## PROBLEM DESCRIPTION
Lay out every line of the listing below as a JSON list of strings, one string per line with blank lines omitted, and leave the pictures out.

○ ○ ○ ○ ○

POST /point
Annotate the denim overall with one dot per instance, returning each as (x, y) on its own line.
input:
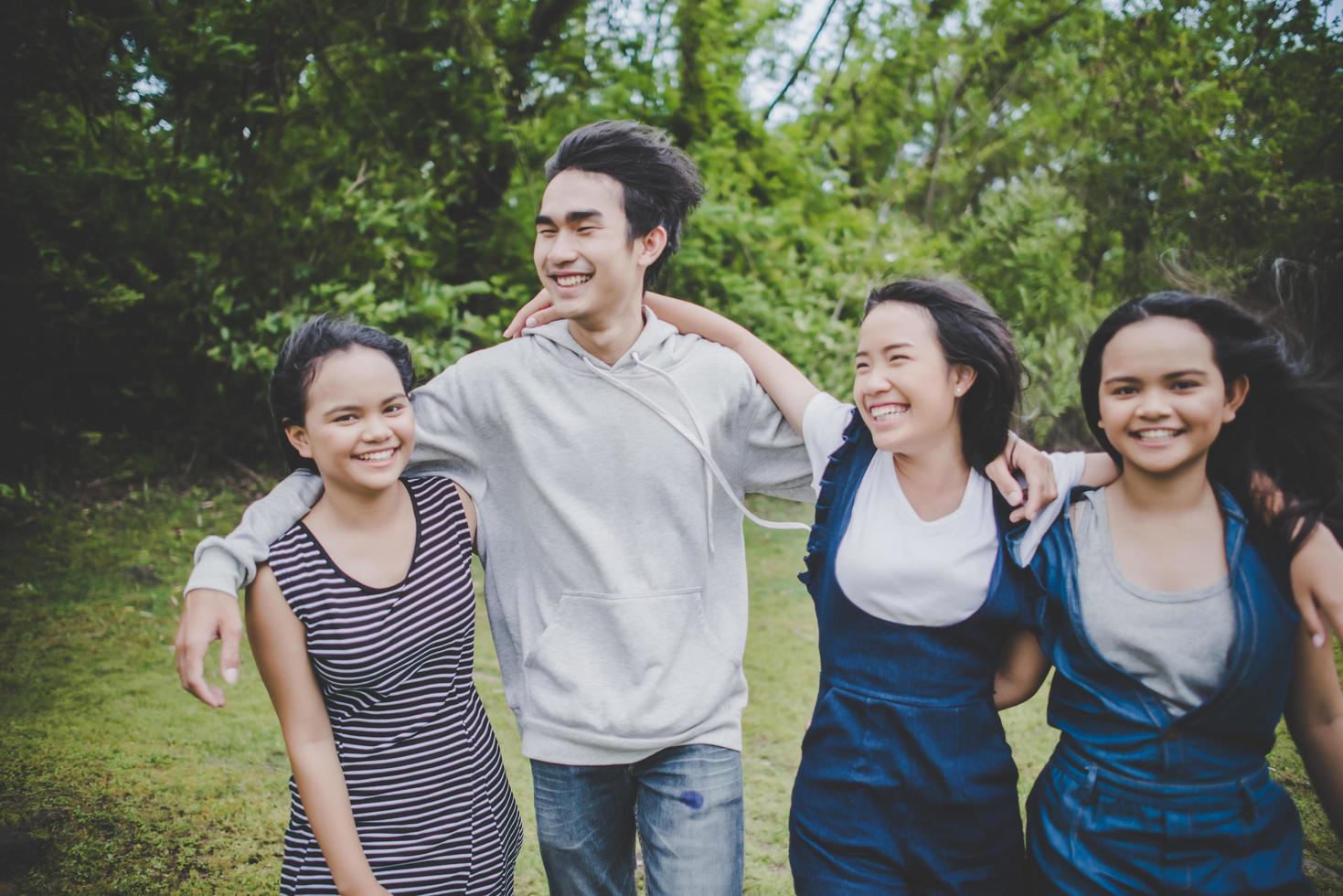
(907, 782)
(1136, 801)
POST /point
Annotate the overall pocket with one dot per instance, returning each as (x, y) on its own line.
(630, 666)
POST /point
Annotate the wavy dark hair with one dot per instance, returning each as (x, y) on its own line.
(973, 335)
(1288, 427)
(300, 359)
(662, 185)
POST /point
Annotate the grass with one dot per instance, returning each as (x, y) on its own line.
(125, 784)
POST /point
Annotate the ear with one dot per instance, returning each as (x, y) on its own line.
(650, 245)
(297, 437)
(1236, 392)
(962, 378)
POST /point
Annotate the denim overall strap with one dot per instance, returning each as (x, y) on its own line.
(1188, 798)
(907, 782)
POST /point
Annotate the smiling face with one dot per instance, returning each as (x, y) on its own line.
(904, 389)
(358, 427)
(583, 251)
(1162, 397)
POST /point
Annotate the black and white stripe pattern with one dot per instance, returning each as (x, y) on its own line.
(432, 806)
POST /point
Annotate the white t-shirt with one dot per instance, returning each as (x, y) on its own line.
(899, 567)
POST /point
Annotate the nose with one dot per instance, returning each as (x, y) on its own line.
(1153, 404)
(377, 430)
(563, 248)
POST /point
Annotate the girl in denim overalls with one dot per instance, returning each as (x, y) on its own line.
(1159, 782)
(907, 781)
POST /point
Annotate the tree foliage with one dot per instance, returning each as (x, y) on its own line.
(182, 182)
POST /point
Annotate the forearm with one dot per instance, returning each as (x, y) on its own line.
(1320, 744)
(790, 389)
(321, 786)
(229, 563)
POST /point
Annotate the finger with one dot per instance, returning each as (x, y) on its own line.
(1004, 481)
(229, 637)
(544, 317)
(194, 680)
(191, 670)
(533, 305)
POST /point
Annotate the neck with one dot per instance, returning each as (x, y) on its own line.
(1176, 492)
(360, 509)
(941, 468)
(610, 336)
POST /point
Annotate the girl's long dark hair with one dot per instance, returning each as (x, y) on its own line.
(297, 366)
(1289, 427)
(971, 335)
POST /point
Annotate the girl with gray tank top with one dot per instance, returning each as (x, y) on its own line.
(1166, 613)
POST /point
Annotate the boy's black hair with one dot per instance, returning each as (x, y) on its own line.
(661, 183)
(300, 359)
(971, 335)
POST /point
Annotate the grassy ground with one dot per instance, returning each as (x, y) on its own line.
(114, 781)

○ ○ ○ ○ ○

## WORKED ANSWER
[
  "POST /point",
  "Annotate the denim overall with one dot per instance, returning each as (x, y) on its own line.",
  "input:",
  "(907, 782)",
  "(1136, 801)",
  "POST /point",
  "Annotate the overall pocket with one dot per instance, returning each as (x, y) on its own line.",
  "(630, 666)",
  "POST /point",
  "Annotate the wavy dark hair with one dot per instance, returning each as (x, y) on its own line.",
  "(973, 335)",
  "(1288, 427)",
  "(300, 359)",
  "(662, 185)",
  "POST /point",
  "Annotate the grass with one dot per instance, returning each as (x, y) on its own line.",
  "(125, 784)",
  "POST /point",
  "Annotate the ear with one dot per instance, returning each as (x, y) on its own line.",
  "(650, 245)",
  "(297, 437)",
  "(1236, 392)",
  "(962, 378)",
  "POST /point",
  "Annotate the denim overall strap with one dot per instance, returning each as (x, y) on its own line.",
  "(1188, 798)",
  "(907, 782)",
  "POST /point",
  "Annotate the smiling face with one dot per instance, returning each as (x, y) on its own line.",
  "(904, 389)",
  "(358, 427)",
  "(583, 251)",
  "(1162, 397)",
  "POST /point",
  "Annotate the black and white stripe pattern with one dot per instance, returning each as (x, y) on its own line.",
  "(432, 806)",
  "POST /point",
  "Annotate the white t-shirt with one dot per instance, returning each as (x, y) on its own line.",
  "(899, 567)",
  "POST /point",
  "Annotate the nose with one dot per instance, returning each as (x, y) on its own line.",
  "(1153, 404)",
  "(377, 430)",
  "(563, 248)",
  "POST /point",
  "Annotate the girl in denim overalls with one dot per instance, returning each as (x, y) on its own line.",
  "(1159, 782)",
  "(907, 781)",
  "POST /point",
  "Annotate the tree foliage with one dot per instance, returning each as (x, y) on its own line.",
  "(182, 182)",
  "POST /point",
  "Annotate the forearm with one dot per instance, returning each as (x, y) on its own line.",
  "(1320, 744)",
  "(790, 389)",
  "(321, 786)",
  "(229, 563)",
  "POST /point",
  "Annotate the finger with one dot per instance, returning each as (x, y) on its own line.",
  "(1004, 481)",
  "(229, 637)",
  "(544, 317)",
  "(194, 680)",
  "(191, 670)",
  "(533, 305)",
  "POST /point",
  "Annotate the neck with one dot per instance, returning each as (x, y) on its own line.",
  "(1176, 492)",
  "(360, 509)",
  "(941, 468)",
  "(610, 336)",
  "POST /point",
  "Annotate the girl's long dark hair with one dot per instance, returning each as (x, y) on its own line.",
  "(297, 366)",
  "(1289, 427)",
  "(971, 335)",
  "POST /point",
  "Annotate the girl with gray tank top with one dot per instance, returning each as (x, y) on its own line.",
  "(1166, 613)",
  "POST /point",
  "Annotate the boy's black hair with one dot per instance, returning each as (x, y) on its own line.",
  "(661, 183)",
  "(300, 359)",
  "(971, 335)",
  "POST /point",
  "Annotate the grassy ground with one dot per instance, returning each as (x, y) on its own line.",
  "(114, 781)"
]